What he offers is rather an anti-Christian gnosis camouflaged in
pseudo-theological language which if put into practice would yield
disastrous results in Religious life. Religious life, according to
O'Murchu, is not so much about the free response of men and women to a
gratuitous call from Jesus Christ, expressed in vows which consecrate them
personally in his discipleship, so much as a commitment to the call which
proceeds from the "process" of the rediscovery of "liminal values".
Religious men and women are called upon to incorporate themselves in the
"transformation that is taking place" as its privileged agents or
"catalysts for change" (p. 62).
a. "The Reign" is seen as a substitute for Jesus Christ and the Church.
In Chapter IV entitled The Theological Frame, he explicitly proposes
restructuring the aforementioned frame, adapting it to the "new cosmology"
since this is the "queen of the sciences" (p. 66). The fundamental
elements of this restructuring are the following:
i. "Instead of taking the Gospels and revealed Tradition as its
starting point" (p. 65), this "completely new theology" has as its source
"lived experience", more concretely, "the deeper experiential layers of
the vowed life as lived out universally, especially in the other great
religions and... within the rich resources of prehistoric times" (p. 68).
ii. In order to persuade his Catholic readers of the credibility of his
thesis, O'Murchu professes to take the Scriptures seriously, much more
seriously, in fact, than the "institutional Church". To this end, he
attempts to demonstrate that what is central in the Gospels is the "Reign
of God", which he calls simply the "New Reign" and which he identifies
with "a new world order, marked by right relationships of justice, love,
peace and liberation" (p. 71). He then defines this "new world order" in
the light of the "liminal values" of the "new cosmology". And thus, in a
circular argument the Gospels are reduced to his own ideology.

SUPPLIED DATA:
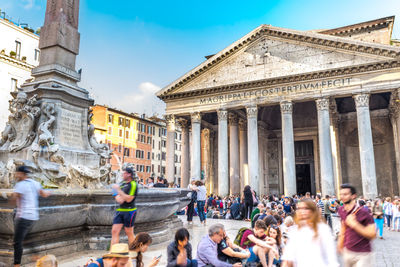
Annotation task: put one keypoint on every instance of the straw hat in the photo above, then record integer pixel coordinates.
(47, 261)
(119, 250)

PROBLEM TO SOLVE: In the excerpt on O'Murchu's view of Religious life, what does O'Murchu identify the "New Reign" with?

OUTPUT FOR THIS TASK: He identifies it with "a new world order, marked by right relationships of justice, love, peace and liberation."